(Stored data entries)
──────────────────────────────
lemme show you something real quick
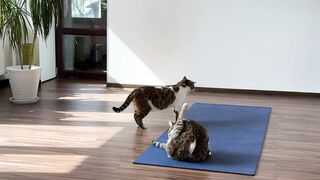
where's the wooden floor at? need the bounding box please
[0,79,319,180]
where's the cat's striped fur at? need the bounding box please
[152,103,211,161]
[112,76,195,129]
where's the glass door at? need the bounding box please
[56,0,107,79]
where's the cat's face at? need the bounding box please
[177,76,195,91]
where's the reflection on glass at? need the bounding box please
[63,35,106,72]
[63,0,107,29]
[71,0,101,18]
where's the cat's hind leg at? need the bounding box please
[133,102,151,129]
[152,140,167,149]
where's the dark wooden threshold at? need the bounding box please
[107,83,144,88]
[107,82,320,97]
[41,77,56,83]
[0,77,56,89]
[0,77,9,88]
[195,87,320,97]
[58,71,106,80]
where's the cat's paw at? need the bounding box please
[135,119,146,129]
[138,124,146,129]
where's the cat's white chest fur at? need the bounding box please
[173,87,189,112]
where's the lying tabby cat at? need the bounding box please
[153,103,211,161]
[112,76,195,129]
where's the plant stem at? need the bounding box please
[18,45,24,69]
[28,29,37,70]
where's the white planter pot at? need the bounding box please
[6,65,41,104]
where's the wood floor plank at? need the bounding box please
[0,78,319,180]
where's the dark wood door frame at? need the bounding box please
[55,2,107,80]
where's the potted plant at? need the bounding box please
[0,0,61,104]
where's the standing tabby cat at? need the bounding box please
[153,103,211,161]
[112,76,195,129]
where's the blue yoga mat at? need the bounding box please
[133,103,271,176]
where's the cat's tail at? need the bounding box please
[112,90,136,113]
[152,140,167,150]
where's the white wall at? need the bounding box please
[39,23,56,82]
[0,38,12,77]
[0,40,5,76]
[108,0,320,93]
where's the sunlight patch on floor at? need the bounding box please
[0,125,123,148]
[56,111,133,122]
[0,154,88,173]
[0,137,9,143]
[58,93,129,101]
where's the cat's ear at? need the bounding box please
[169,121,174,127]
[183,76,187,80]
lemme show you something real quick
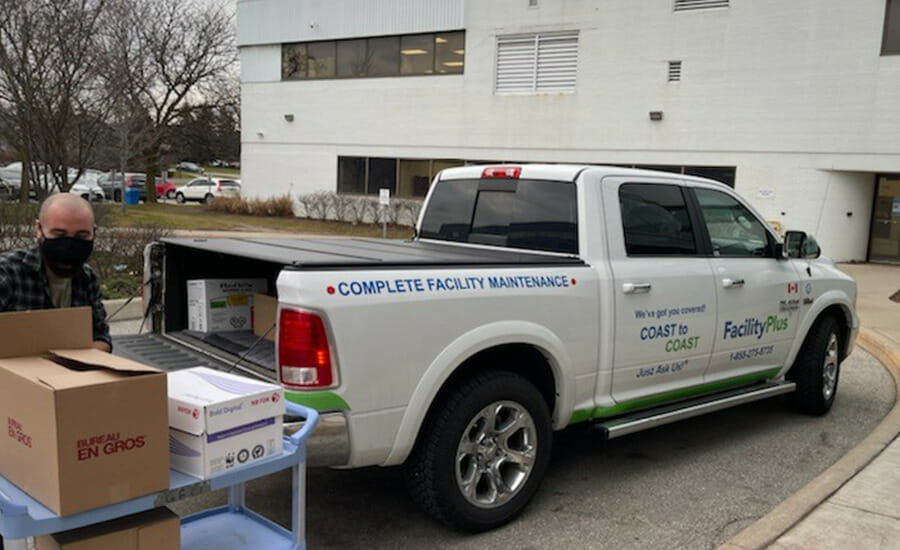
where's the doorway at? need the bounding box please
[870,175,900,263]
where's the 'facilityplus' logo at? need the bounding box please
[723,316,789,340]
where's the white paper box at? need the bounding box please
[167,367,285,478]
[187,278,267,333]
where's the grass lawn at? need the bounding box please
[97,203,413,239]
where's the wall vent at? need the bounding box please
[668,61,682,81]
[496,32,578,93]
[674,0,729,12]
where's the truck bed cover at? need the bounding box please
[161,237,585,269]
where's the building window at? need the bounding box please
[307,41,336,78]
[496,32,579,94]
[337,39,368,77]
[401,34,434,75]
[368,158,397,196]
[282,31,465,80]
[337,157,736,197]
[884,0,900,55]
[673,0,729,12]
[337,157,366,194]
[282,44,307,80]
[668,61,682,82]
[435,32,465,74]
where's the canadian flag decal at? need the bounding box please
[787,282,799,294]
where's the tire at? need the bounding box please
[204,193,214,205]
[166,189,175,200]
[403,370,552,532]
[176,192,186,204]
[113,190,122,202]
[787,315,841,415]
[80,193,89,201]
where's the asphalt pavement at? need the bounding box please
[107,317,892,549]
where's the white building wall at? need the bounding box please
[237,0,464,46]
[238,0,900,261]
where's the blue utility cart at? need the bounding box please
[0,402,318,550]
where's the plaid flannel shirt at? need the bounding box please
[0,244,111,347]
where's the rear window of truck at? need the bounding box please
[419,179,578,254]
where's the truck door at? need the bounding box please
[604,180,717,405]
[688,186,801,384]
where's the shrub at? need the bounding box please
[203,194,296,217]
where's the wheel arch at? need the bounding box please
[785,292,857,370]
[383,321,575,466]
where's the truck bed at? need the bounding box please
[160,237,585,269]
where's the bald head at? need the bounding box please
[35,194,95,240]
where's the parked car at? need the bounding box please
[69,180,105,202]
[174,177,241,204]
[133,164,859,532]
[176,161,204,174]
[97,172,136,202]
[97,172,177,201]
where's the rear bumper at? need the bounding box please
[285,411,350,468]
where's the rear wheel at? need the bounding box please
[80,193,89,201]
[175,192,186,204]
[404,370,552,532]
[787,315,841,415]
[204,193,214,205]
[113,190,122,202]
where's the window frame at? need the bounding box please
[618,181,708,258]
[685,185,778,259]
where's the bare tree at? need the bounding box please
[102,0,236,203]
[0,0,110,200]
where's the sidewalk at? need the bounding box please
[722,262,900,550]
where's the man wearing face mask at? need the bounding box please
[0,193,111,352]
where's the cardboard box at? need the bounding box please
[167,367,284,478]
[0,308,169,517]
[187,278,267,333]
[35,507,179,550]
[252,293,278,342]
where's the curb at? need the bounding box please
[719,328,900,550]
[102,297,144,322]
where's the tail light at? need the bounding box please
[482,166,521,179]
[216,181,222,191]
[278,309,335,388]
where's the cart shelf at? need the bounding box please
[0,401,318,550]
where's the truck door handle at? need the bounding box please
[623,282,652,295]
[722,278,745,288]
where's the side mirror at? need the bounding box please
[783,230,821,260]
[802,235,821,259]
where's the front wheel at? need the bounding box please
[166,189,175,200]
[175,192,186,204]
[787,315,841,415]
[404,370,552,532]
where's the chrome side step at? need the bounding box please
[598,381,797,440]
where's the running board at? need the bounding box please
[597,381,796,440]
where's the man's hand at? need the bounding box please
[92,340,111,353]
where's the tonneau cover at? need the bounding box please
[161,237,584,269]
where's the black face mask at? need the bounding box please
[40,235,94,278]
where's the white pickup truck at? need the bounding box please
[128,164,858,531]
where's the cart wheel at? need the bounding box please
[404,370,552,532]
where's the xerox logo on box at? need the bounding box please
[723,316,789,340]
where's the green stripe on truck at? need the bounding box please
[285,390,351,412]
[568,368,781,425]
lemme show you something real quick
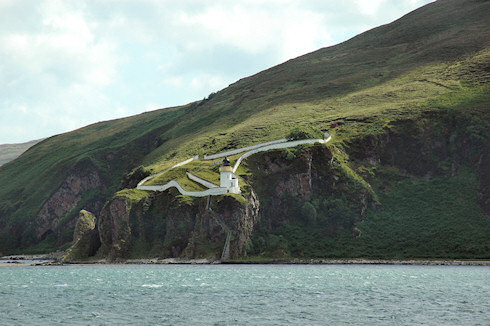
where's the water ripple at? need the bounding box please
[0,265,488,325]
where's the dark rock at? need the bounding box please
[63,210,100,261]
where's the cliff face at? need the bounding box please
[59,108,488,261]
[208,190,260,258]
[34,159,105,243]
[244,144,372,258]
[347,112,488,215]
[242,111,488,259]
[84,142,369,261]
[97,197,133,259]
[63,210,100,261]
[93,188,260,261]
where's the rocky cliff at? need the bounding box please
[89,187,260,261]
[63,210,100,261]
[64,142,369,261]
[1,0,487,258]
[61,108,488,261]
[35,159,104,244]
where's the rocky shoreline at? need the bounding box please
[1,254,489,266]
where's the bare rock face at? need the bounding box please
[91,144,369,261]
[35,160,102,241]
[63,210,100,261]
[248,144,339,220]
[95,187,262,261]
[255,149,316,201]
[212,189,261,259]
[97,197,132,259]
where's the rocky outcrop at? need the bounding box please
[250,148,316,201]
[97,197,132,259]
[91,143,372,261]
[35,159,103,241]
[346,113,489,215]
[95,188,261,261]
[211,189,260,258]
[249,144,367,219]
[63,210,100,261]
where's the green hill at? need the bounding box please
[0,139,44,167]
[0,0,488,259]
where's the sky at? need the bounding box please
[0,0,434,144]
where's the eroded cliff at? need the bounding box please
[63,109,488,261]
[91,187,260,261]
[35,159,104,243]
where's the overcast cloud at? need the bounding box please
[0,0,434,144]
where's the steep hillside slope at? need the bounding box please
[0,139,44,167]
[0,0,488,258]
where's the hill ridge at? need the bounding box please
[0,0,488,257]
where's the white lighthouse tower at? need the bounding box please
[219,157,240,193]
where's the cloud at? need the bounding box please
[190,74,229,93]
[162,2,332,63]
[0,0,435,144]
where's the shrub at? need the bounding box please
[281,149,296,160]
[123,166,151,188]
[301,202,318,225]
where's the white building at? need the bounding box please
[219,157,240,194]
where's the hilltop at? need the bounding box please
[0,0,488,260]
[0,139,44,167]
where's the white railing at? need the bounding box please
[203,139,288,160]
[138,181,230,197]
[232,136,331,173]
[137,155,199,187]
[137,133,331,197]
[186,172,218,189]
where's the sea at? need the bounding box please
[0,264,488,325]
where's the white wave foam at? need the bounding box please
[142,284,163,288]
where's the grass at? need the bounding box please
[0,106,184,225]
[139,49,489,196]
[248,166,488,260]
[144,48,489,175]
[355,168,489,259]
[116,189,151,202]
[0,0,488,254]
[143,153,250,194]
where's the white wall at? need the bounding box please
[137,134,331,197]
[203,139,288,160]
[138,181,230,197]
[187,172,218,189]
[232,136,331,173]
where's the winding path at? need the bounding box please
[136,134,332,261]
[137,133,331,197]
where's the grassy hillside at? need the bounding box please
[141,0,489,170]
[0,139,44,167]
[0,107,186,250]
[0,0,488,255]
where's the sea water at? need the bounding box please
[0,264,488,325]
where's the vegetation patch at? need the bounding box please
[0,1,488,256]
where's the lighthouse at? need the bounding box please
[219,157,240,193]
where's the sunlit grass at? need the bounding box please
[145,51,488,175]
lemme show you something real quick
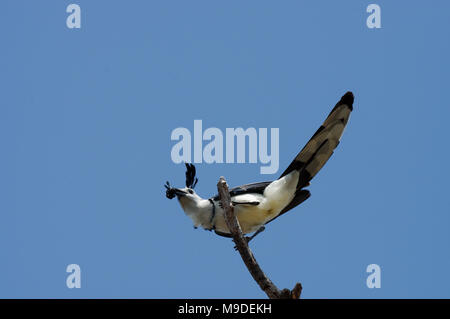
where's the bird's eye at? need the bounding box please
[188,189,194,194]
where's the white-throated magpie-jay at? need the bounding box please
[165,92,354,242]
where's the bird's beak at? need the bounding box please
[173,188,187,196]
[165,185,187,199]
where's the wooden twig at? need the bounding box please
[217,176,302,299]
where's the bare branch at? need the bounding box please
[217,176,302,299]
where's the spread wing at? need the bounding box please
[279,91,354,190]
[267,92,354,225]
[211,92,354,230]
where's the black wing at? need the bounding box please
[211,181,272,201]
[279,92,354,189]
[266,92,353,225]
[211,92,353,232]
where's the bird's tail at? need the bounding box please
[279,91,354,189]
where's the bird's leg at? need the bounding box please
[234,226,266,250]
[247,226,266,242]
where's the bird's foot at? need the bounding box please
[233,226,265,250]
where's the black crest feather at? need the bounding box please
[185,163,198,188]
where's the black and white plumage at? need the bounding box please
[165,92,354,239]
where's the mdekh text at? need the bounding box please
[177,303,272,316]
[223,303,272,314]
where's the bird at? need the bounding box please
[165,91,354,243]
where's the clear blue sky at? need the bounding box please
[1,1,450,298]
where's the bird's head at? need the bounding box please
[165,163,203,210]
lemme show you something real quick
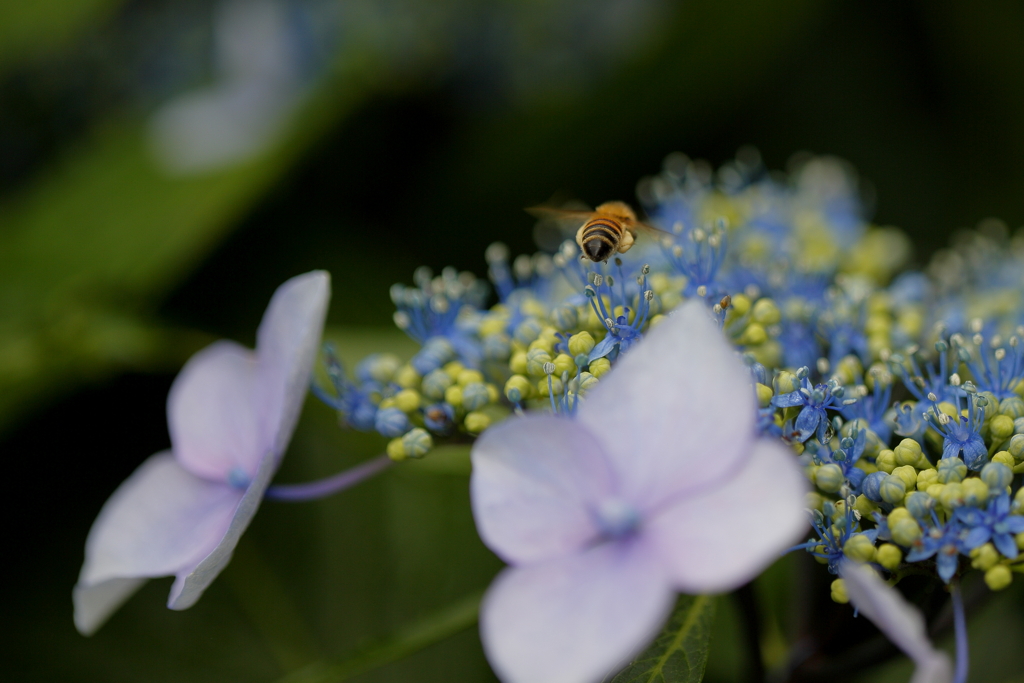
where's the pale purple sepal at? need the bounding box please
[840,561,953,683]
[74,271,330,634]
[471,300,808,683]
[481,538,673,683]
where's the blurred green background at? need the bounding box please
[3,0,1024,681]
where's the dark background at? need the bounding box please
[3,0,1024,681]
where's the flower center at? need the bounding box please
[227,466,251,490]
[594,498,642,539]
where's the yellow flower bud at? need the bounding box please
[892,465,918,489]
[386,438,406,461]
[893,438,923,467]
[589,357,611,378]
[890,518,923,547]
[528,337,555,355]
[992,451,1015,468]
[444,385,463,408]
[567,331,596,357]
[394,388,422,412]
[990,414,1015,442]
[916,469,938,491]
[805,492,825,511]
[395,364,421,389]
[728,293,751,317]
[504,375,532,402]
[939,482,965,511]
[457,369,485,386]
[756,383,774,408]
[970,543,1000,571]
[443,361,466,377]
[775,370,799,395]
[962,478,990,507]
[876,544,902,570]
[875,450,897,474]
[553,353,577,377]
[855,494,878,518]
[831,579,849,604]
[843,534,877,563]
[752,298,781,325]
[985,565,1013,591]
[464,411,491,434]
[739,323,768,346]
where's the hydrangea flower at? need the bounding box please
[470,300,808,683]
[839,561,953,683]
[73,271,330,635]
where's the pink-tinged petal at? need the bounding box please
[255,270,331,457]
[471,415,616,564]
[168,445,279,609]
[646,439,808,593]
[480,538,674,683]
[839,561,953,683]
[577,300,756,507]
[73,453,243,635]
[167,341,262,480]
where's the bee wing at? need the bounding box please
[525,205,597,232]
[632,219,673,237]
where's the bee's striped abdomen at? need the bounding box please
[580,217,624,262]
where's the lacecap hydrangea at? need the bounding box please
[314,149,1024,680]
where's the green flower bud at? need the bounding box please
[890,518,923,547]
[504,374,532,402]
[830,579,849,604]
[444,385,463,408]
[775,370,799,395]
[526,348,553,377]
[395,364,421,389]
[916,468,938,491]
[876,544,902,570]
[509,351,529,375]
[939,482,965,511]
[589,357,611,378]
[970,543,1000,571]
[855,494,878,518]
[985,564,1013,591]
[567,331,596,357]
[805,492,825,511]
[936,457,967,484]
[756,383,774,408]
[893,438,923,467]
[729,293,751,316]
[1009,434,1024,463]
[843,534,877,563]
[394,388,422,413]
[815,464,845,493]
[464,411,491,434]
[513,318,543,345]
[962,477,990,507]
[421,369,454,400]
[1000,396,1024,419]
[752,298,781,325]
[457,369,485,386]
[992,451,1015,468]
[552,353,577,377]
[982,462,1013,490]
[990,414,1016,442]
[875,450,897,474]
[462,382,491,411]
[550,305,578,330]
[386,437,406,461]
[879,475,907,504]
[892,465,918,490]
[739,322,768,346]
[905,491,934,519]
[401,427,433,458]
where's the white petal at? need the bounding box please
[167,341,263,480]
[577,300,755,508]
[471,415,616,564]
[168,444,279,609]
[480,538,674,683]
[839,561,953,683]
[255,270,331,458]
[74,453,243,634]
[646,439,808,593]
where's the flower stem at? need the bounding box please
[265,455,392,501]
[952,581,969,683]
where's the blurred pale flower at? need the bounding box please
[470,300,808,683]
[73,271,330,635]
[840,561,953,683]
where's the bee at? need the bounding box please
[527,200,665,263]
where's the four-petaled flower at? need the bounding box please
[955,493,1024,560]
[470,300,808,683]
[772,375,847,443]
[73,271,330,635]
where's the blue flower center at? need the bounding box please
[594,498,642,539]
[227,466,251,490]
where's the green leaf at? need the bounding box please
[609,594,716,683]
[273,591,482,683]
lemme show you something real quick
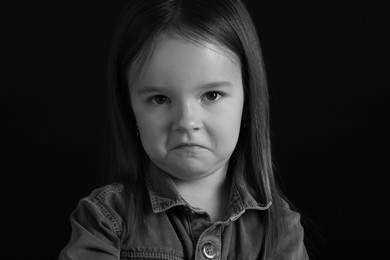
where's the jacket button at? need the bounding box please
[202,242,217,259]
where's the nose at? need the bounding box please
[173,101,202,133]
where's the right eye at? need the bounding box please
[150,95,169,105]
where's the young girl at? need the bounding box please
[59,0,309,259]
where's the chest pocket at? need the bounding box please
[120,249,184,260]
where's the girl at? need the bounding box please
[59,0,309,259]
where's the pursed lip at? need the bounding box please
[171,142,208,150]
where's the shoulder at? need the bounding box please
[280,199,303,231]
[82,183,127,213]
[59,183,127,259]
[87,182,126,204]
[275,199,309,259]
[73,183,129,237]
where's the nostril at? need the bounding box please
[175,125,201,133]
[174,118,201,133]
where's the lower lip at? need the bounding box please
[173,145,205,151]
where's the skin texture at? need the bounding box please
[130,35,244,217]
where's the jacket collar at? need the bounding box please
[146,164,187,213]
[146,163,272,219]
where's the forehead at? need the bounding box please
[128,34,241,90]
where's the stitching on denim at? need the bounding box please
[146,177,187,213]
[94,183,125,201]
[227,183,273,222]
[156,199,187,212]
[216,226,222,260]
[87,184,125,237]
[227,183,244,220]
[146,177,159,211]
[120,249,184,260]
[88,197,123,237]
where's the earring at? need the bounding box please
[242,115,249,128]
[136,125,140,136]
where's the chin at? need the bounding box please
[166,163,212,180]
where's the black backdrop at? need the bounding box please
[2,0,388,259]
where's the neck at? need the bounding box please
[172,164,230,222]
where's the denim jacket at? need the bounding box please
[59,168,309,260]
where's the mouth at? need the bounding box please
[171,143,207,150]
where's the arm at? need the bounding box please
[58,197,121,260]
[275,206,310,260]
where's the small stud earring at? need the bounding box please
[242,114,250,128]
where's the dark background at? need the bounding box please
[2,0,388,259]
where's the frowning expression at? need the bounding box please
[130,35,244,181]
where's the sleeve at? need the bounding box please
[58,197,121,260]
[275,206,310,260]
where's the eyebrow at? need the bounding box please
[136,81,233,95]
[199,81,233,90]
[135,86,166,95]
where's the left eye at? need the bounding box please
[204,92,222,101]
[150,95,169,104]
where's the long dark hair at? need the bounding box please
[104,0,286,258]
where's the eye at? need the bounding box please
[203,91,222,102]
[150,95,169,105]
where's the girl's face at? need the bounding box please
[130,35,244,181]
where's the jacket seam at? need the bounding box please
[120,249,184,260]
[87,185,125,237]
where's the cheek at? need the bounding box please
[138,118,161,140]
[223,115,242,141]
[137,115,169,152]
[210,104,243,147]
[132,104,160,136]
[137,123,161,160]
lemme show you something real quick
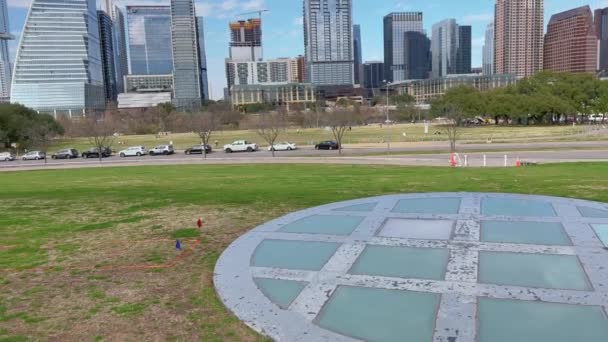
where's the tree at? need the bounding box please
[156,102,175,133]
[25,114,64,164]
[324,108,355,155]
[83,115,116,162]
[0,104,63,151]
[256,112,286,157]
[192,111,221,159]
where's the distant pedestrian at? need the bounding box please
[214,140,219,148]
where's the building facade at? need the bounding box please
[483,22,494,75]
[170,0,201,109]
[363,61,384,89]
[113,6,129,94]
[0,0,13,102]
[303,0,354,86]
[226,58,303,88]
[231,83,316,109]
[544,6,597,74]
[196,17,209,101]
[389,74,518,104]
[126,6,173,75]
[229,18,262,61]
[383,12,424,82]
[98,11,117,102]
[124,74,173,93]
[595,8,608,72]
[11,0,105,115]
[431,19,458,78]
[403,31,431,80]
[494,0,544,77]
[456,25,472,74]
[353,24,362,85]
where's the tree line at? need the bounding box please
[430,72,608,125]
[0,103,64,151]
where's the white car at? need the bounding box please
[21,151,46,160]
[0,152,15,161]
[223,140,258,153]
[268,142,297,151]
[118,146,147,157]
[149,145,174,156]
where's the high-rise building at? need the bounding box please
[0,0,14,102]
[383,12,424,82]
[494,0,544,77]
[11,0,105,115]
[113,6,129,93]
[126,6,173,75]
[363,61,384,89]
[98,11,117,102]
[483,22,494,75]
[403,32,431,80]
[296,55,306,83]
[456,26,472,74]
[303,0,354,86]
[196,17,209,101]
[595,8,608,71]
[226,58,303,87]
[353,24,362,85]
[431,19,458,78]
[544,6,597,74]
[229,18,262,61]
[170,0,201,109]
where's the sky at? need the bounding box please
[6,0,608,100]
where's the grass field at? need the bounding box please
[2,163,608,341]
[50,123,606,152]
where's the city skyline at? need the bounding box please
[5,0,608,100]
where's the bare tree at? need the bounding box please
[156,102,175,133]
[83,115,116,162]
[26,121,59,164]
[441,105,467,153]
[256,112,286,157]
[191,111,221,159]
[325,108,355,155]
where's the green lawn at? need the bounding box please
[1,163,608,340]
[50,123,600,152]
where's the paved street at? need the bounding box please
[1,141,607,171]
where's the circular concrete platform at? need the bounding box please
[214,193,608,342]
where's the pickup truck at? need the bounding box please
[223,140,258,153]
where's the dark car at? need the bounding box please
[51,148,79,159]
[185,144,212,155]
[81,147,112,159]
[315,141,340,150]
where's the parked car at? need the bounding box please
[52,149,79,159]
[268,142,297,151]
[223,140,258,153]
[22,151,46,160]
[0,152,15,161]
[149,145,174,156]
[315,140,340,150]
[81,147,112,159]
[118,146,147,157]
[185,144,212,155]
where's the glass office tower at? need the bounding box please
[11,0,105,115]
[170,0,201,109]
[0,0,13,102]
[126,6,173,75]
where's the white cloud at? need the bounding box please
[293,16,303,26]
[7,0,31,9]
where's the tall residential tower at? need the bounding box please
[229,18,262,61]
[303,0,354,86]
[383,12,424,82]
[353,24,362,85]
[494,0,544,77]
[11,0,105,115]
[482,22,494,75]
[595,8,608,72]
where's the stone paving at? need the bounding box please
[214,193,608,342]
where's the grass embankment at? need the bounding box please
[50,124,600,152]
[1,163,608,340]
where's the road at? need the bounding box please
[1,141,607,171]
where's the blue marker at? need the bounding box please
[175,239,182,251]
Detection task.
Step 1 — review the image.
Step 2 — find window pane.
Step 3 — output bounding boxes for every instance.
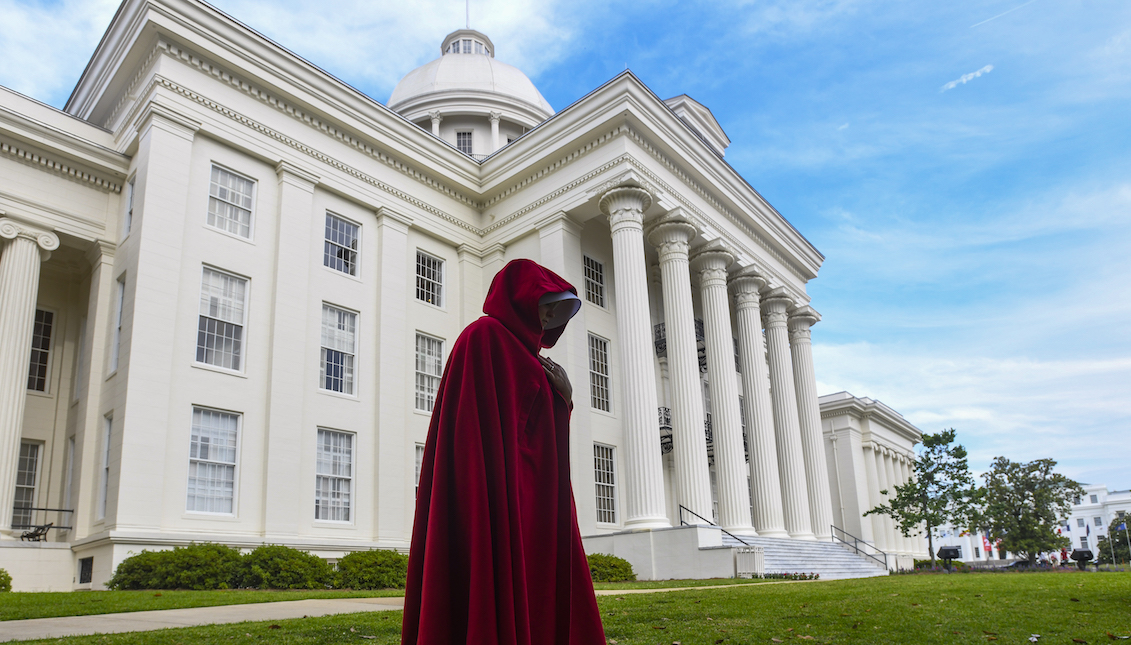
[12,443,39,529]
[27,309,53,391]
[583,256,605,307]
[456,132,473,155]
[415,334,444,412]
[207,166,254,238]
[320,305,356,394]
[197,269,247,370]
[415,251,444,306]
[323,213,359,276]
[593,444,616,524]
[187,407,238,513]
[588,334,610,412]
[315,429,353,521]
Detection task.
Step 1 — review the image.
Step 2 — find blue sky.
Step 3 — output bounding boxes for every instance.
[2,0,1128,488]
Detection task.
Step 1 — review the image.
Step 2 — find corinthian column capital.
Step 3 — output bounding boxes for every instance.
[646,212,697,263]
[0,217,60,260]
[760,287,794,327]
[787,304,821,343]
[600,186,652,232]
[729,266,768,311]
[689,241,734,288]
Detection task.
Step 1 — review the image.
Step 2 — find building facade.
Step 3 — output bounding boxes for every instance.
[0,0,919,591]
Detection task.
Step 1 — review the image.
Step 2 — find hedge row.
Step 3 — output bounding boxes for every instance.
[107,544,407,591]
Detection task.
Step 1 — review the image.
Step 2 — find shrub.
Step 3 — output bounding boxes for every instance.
──────────────────────────────
> [What the exercise asks]
Can you repeat, word for word, every line above from the one containing "where's the glass office" down to the one containing "Step 2 — find window pane.", including both?

> [Reply]
where's the glass office tower at? need the bounding box please
[11,0,105,115]
[170,0,201,109]
[0,0,13,102]
[126,6,173,75]
where's the white cloud at? need the bounding box please
[293,16,303,26]
[7,0,31,9]
where's the tall residential tower at? need the bounding box please
[229,18,262,61]
[303,0,354,86]
[383,12,424,82]
[353,24,362,85]
[494,0,544,77]
[11,0,105,115]
[482,22,494,75]
[595,8,608,72]
where's the stone paving at? need the bounding box please
[214,193,608,342]
where's the grass embankment at? need the bounding box please
[50,124,600,152]
[1,163,608,340]
where's the road at? need the bounding box please
[1,141,607,171]
where's the blue marker at? need the bounding box please
[175,239,182,251]
Detection task.
Step 1 — review the image.
Step 2 — find window pane.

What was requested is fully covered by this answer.